■ **Text block**:

- Opening Delimiter -

If you’re an addict — as of course we all are — this can cause withdrawal symptoms so you feel like Gene Hackman going cold turkey in French Connection II. The worst I’ve ever experienced was earlier this year when I went to the most remote place in Britain, St Kilda, and had to last a good eight hours completely, totally and utterly without phone reception. If I hadn’t been so distracted with seasickness, I’m not sure how I would have coped.

Here’s the thing, though. If only you can get through those pangs of wracking agony, something remarkable happens. You find yourself entering a state you’ve hardly known since childhood: the empty, listless but ultimately hugely rewarding and productive condition of boredom.

Yes, of course boredom is boring. But it’s precisely because it is so unendurable that the mind quickly seeks out ways of alleviating it. That’s why, for example, in the days when I had a concentration span long enough to write books, I’d always start my working day by pointedly not reading the newspaper. Instead, I’d sit there, ruminating on my granola, gazing vacantly into space, my brain going absolutely nuts with frustration at being denied its fix of distractions. This meant that as soon as I got in front of a keyboard, my fingers were itching to type, my restless brain overbrimming with creativity just waiting to be vomited on to the screen.

And so it was on the beach in Devon. Because Boy and I weren’t allowed to escape, we had to do what generation upon generation had done in this cove before us: make our own entertainment. Everyone around us was in the same predicament. Dogs, shrimp nets, ball games, paperbacks, paddling: it was as ludicrously retro as one of those cod-1930s Great Western Railways posters which affect to pretend that the English seaside still resembles an Enid Blyton novel.

Boy invented — or rather, reinvented — a new game: squirt Dad with bladderwrack. You hold the weed close to your father’s face and pop the bubbles so that the water goes in his eye. Or not. What you discover is that each bladder bursts in a different place — front, back, side — so you never know if you’re going to score a hit or be hoist by your own petard.

- Closing Delimiter -

■ **Source material**:
- Opening Delimiter -

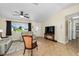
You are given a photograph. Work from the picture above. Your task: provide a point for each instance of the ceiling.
(36, 11)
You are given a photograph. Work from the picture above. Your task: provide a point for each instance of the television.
(50, 29)
(19, 27)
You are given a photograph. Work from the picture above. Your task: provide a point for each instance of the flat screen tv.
(50, 29)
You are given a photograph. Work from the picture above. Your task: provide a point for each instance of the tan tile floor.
(47, 48)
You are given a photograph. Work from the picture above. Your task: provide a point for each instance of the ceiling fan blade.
(26, 14)
(21, 13)
(16, 12)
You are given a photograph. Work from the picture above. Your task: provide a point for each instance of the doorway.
(73, 32)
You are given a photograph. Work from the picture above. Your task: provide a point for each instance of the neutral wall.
(58, 20)
(17, 36)
(3, 27)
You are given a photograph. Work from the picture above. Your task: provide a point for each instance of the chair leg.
(24, 51)
(31, 52)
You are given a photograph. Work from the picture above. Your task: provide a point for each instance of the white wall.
(3, 27)
(36, 28)
(58, 20)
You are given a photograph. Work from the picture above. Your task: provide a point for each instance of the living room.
(39, 18)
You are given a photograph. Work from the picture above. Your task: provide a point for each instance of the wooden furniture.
(29, 43)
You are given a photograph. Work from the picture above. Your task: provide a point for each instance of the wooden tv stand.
(50, 36)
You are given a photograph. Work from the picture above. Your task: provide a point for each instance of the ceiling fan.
(21, 14)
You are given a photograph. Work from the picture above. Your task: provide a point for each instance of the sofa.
(5, 44)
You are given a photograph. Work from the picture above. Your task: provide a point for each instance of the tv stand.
(50, 36)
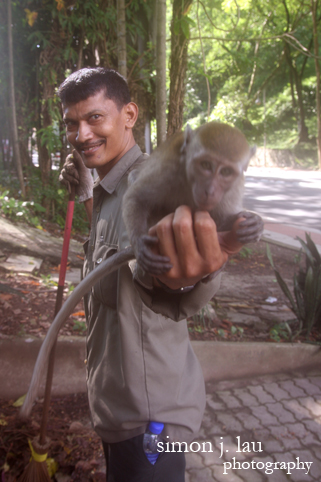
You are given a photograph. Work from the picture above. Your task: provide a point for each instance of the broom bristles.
(37, 470)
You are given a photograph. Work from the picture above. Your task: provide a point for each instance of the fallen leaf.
(34, 283)
(79, 313)
(19, 401)
(5, 297)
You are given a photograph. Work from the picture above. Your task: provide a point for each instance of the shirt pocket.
(105, 290)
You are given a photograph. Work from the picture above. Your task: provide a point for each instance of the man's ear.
(131, 114)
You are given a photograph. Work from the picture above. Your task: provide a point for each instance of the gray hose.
(106, 267)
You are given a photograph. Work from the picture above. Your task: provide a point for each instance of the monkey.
(203, 169)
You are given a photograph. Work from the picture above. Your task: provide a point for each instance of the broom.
(37, 470)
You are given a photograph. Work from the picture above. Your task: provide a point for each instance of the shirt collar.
(113, 177)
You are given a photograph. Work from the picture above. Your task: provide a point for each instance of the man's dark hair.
(89, 81)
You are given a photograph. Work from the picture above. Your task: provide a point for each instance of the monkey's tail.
(108, 266)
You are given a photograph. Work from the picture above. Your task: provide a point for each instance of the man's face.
(99, 131)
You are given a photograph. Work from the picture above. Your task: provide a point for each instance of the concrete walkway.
(260, 429)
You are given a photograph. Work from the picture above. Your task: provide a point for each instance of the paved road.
(292, 197)
(266, 429)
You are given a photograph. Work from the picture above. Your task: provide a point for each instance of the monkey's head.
(215, 156)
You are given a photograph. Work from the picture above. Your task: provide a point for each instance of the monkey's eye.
(206, 165)
(226, 171)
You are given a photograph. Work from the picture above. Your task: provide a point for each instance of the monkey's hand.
(250, 229)
(152, 263)
(75, 172)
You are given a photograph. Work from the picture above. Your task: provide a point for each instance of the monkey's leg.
(250, 230)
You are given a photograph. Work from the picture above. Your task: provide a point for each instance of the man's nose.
(84, 133)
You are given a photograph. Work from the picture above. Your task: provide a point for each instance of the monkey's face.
(100, 131)
(210, 178)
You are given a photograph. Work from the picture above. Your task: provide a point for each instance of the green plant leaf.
(313, 249)
(269, 255)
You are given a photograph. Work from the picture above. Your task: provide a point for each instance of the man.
(140, 364)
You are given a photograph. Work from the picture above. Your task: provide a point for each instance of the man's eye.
(226, 171)
(69, 125)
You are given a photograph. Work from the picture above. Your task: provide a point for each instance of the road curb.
(219, 361)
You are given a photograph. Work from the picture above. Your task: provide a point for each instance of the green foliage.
(49, 137)
(237, 330)
(16, 210)
(306, 299)
(79, 326)
(48, 281)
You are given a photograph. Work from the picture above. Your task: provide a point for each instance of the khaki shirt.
(140, 363)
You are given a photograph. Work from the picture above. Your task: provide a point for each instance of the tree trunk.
(121, 38)
(303, 130)
(178, 64)
(161, 71)
(13, 105)
(317, 71)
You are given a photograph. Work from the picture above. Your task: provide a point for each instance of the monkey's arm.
(249, 230)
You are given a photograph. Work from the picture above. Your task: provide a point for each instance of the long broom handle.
(59, 298)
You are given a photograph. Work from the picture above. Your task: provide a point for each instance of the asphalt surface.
(258, 430)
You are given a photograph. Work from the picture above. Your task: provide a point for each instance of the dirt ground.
(26, 308)
(27, 301)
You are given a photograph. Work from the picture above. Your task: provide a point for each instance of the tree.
(121, 38)
(13, 104)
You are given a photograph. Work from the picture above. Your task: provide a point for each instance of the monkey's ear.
(186, 140)
(252, 152)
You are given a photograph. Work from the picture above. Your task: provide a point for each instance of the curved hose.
(108, 266)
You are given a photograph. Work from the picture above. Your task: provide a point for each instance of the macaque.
(202, 169)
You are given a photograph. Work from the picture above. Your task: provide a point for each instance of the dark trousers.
(126, 462)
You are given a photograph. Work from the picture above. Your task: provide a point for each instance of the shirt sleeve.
(177, 306)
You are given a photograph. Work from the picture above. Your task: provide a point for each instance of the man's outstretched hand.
(193, 246)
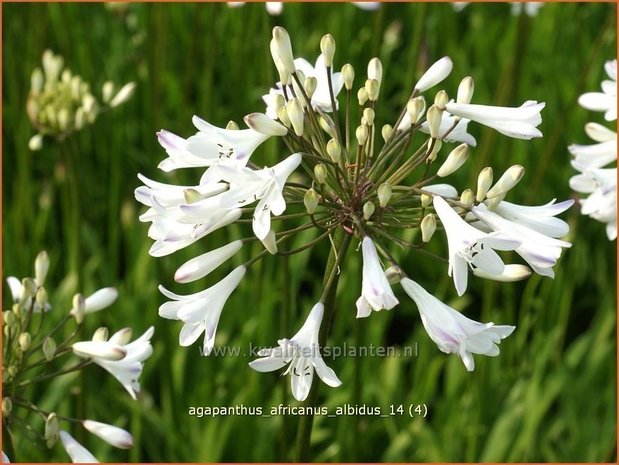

- Closing Delimiter -

■ **Directions**: Write out the passage on boredom from "If you’re an" to "would have coped.", word for word.

■ **Response**:
If you’re an addict — as of course we all are — this can cause withdrawal symptoms so you feel like Gene Hackman going cold turkey in French Connection II. The worst I’ve ever experienced was earlier this year when I went to the most remote place in Britain, St Kilda, and had to last a good eight hours completely, totally and utterly without phone reception. If I hadn’t been so distracted with seasickness, I’m not sure how I would have coped.